== SOURCE EXTRACT ==
Ask if the experience of raging is worth the psychological fallout

Some people simply need something to be furious at.

Their rage is not about emotion, it’s about identity. Saying that they hate things is what makes them happy. It’s the pellet that makes the rat feel like themselves. They’re defined by what they don’t like.

This behavior, foul as it may be, is psychologically understandable.

Who doesn’t love yanking that pressure release valve to let the all their steam escape?

But from a practical standpoint, the economics of hate doesn’t compute. Not that we need a clinical reason not to rage, but it’s an interesting way to think about it.

Because putting aside our own peace of mind and potential for joy, just to feel those hateful feelings, isn’t worth the effort.

Reminds me of the popular productivity study that found it took an average of twenty three minutes for employees to get back to the task after a coworker interrupted them.

A similar reaction happens when we distract ourselves with our vitriolic feelings. Our frontal cortex lights up. It’s like introducing sulfuric acid into our system, and allowing the reside left behind to wear down the machine.
===
== RECORDED DATA ==
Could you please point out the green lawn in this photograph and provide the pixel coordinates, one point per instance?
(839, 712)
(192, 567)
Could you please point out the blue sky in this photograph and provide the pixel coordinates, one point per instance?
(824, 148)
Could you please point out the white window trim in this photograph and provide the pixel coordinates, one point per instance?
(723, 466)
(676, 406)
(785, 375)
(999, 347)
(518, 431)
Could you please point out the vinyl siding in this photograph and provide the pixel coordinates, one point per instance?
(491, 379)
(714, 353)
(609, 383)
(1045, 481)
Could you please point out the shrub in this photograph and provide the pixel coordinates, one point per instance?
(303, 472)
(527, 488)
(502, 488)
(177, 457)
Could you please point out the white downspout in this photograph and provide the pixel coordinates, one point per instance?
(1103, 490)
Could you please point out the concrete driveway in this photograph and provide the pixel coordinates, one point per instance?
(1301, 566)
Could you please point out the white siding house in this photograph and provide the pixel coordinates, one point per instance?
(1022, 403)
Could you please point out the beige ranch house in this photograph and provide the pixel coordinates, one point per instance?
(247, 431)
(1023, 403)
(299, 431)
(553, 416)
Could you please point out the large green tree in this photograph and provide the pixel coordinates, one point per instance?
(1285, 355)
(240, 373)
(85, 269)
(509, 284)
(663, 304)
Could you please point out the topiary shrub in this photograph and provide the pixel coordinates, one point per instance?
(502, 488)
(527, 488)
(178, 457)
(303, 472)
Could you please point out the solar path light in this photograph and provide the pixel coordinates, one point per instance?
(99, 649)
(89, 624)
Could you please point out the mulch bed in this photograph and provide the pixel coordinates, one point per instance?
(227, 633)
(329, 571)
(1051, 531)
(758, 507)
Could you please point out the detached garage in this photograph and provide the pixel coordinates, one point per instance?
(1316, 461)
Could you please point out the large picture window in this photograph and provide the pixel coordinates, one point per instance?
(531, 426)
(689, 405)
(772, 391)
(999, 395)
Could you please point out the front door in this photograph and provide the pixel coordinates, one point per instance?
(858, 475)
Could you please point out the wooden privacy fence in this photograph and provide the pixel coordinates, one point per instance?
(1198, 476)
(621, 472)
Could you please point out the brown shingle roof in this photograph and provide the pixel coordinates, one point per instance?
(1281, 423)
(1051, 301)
===
● **WHAT THE TASK ASKS**
Print the passage on rage, beginning at the words "Ask if the experience" and stopping after "worth the effort.". Rely only on the passage on rage.

● **ANSWER SECTION**
Ask if the experience of raging is worth the psychological fallout

Some people simply need something to be furious at.

Their rage is not about emotion, it’s about identity. Saying that they hate things is what makes them happy. It’s the pellet that makes the rat feel like themselves. They’re defined by what they don’t like.

This behavior, foul as it may be, is psychologically understandable.

Who doesn’t love yanking that pressure release valve to let the all their steam escape?

But from a practical standpoint, the economics of hate doesn’t compute. Not that we need a clinical reason not to rage, but it’s an interesting way to think about it.

Because putting aside our own peace of mind and potential for joy, just to feel those hateful feelings, isn’t worth the effort.